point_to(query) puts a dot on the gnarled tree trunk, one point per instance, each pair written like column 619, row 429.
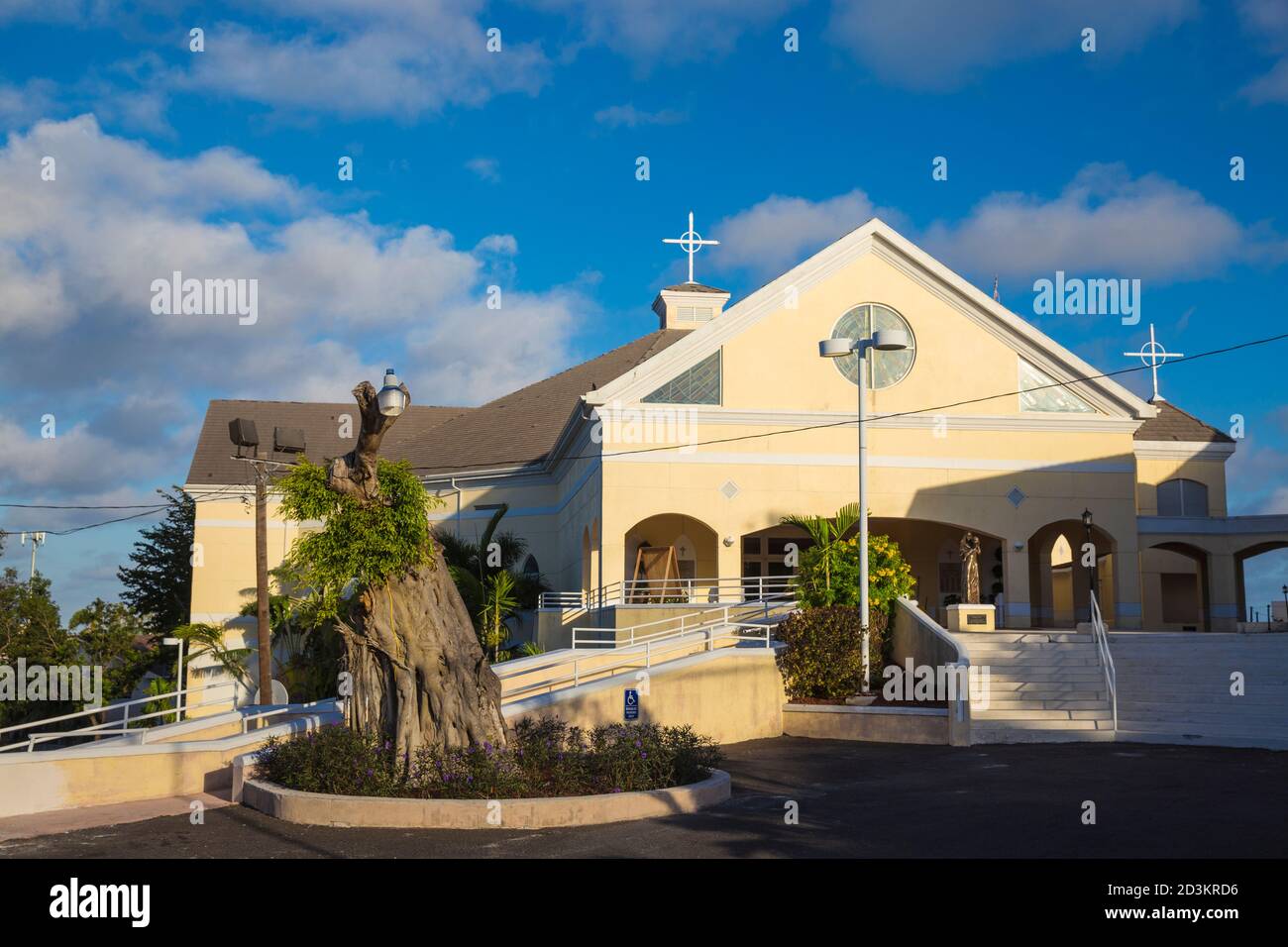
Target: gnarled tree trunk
column 419, row 673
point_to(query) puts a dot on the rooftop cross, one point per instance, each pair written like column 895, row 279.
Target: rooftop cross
column 691, row 241
column 1153, row 355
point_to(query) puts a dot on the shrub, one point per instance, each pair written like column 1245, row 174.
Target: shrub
column 546, row 758
column 824, row 651
column 889, row 577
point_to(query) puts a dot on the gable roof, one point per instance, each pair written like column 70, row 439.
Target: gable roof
column 1173, row 424
column 213, row 460
column 514, row 431
column 877, row 237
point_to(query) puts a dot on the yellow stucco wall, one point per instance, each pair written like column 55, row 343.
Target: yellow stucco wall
column 951, row 466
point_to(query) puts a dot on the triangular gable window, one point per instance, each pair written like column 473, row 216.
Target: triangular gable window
column 1039, row 392
column 698, row 385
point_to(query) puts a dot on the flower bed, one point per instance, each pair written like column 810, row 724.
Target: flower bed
column 546, row 758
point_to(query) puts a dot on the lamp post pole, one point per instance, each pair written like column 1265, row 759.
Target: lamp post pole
column 883, row 341
column 266, row 633
column 862, row 350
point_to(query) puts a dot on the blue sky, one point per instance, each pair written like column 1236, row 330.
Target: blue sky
column 518, row 169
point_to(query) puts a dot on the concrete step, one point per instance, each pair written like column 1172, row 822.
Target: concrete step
column 1185, row 720
column 1151, row 736
column 1054, row 724
column 1031, row 703
column 1021, row 637
column 1010, row 715
column 1020, row 736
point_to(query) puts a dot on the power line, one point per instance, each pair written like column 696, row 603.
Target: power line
column 850, row 421
column 224, row 491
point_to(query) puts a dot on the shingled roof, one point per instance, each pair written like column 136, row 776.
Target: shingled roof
column 514, row 431
column 1173, row 424
column 213, row 462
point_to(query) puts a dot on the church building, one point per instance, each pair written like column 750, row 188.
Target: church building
column 694, row 442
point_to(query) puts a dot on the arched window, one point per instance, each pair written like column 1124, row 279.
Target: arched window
column 1181, row 497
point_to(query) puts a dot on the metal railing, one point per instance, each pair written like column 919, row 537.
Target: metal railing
column 661, row 628
column 675, row 591
column 961, row 660
column 110, row 728
column 1107, row 660
column 591, row 665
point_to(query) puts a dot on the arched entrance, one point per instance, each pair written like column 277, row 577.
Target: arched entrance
column 1183, row 585
column 696, row 560
column 1060, row 579
column 932, row 549
column 1274, row 582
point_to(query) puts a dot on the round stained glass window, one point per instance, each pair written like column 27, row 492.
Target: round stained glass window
column 885, row 368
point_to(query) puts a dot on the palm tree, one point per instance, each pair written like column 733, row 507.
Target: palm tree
column 498, row 604
column 207, row 639
column 477, row 570
column 827, row 534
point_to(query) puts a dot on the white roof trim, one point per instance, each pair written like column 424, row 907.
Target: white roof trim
column 1106, row 394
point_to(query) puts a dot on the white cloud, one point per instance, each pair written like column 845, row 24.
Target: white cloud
column 1106, row 222
column 1103, row 222
column 778, row 232
column 485, row 169
column 652, row 31
column 893, row 38
column 1266, row 21
column 630, row 116
column 385, row 58
column 340, row 298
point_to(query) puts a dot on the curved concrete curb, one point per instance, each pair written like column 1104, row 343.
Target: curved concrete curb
column 365, row 812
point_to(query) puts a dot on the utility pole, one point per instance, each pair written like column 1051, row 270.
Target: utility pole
column 266, row 633
column 37, row 539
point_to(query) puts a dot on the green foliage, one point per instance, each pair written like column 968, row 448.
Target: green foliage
column 546, row 758
column 833, row 579
column 365, row 543
column 159, row 686
column 116, row 638
column 159, row 583
column 485, row 578
column 824, row 651
column 31, row 628
column 209, row 641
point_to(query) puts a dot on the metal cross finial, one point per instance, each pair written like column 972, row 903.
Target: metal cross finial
column 1153, row 355
column 691, row 243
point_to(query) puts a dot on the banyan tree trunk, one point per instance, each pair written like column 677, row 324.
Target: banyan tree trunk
column 419, row 673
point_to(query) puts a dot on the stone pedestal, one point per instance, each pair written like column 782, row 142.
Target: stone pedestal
column 971, row 618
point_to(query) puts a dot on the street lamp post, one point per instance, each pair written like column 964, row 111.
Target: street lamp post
column 883, row 341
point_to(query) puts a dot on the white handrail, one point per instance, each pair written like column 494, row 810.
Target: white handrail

^^^^^^^^^^^^^^^^

STATED EXERCISE. Arrange the part of the listing that opens with the line containing "point_to(query) puts a dot on the concrete" and closes with the line containing "column 1181, row 497", both included, as a JSON list of strings with one string per line and blank lines omitted.

TASK OUTPUT.
[
  "point_to(query) puts a dot on the concrete step, one point per instance, each pair written like column 1172, row 822.",
  "Target: concrete step",
  "column 1185, row 720",
  "column 1151, row 736",
  "column 1054, row 724",
  "column 1031, row 703",
  "column 1021, row 637",
  "column 1010, row 715",
  "column 1020, row 736",
  "point_to(query) puts a dot on the power line, one point per instance, each pair written like column 696, row 603.",
  "Target: power line",
  "column 850, row 421",
  "column 224, row 491",
  "point_to(query) puts a dot on the shingled roof, one point per instance, each pair written like column 136, row 776.",
  "Target: shingled roof",
  "column 514, row 431",
  "column 1173, row 424",
  "column 213, row 462",
  "point_to(query) puts a dot on the church building, one point per instance, each pair written like column 750, row 188.",
  "Target: church building",
  "column 694, row 442",
  "point_to(query) puts a dot on the arched window, one point per instance, each pair written like column 1124, row 279.",
  "Target: arched window",
  "column 1181, row 497"
]